**PROVIDED PASSAGE**.

College tuition is soaring in response to federal policies on student aid and university research funding, argues Arthur M. Hauptman, a higher education financing analyst, in an essay in Inside Higher Ed. Jawboning won’t help, he writes. Neither will top-down regulation.
Pell Grants aren’t a major push factor for college prices, Hauptman believes. But rising spending for Pell may be the reason colleges are shifting their own aid away from the poor and toward middle-class students.
The rise in student loans correlates strongly with the rise in tuition.
Currently, colleges can just maintain or raise their prices and shift the cost-sharing to loans for a broad range of their students. This needs to change. One way to accomplish this would be to require that needy students not receive all their aid in the form of loans. In effect, this would mean that institutions must offer discounts to their needy students who borrow, thereby reducing their debts.
In addition, students shouldn’t be allowed to borrow excessively for living expenses.
Now, community college students who face $2,000 or $3,000 in tuition and fees are eligible to borrow $10,000 or more to cover their total expenses. This applies at all institutions for students who live at home or off campus. This provision should be changed so that reasonable limits are placed on how much these students can borrow. Ditto for students living in dorms or on meal plans – they should not be allowed to borrow excessively large sums for this form of consumption. Such a change would likely have the beneficial effect of reducing how much institutions charge for these non-education services.

**BRIEF**.
Can you resume the text on college tuition and federal student aid from its final sentence? The rows after this point can be ignored.

**MATERIAL PROVIDED**.

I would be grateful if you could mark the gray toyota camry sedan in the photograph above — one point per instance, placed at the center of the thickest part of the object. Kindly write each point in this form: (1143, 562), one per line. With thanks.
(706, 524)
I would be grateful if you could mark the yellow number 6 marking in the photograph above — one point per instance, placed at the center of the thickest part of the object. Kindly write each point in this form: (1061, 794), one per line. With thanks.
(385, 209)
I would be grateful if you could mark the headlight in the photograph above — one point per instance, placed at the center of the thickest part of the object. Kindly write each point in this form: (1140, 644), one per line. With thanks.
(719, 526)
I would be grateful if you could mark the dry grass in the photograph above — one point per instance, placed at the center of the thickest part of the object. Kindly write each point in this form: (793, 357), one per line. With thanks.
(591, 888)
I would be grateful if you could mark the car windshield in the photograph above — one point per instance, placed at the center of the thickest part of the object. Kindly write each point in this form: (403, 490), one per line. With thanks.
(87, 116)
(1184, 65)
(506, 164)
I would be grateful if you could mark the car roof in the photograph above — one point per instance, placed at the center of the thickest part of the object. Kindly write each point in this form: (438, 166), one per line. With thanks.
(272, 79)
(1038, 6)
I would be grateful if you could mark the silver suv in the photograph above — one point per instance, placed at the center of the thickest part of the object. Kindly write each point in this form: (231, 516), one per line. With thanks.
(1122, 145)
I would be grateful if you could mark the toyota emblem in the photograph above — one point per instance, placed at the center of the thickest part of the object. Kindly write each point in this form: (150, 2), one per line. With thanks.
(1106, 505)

**ANSWER SPACE**.
Students can’t use federal grants to pay for remedial courses, pushing them to borrow, Hauptman writes. He suggests students be able to take tuition-free remedial courses offered by providers who’d be paid by the government based on their success at raising student competencies. Colleges would have to compete with private companies for the remedial ed business.
Federal student loan subsidies should be eliminated or limited to Pell Grant recipients, he recommends. “This may seem harsh medicine, but the benefit is very expensive, not well-targeted to those most in need, and serves as an incentive for students to borrow more than they otherwise would.”
Linking loan repayments to post-college income makes sense, Hauptman writes, but it will serve “as a further encouragement to institutions to keep their prices high and let the loan system deal with the consequences.”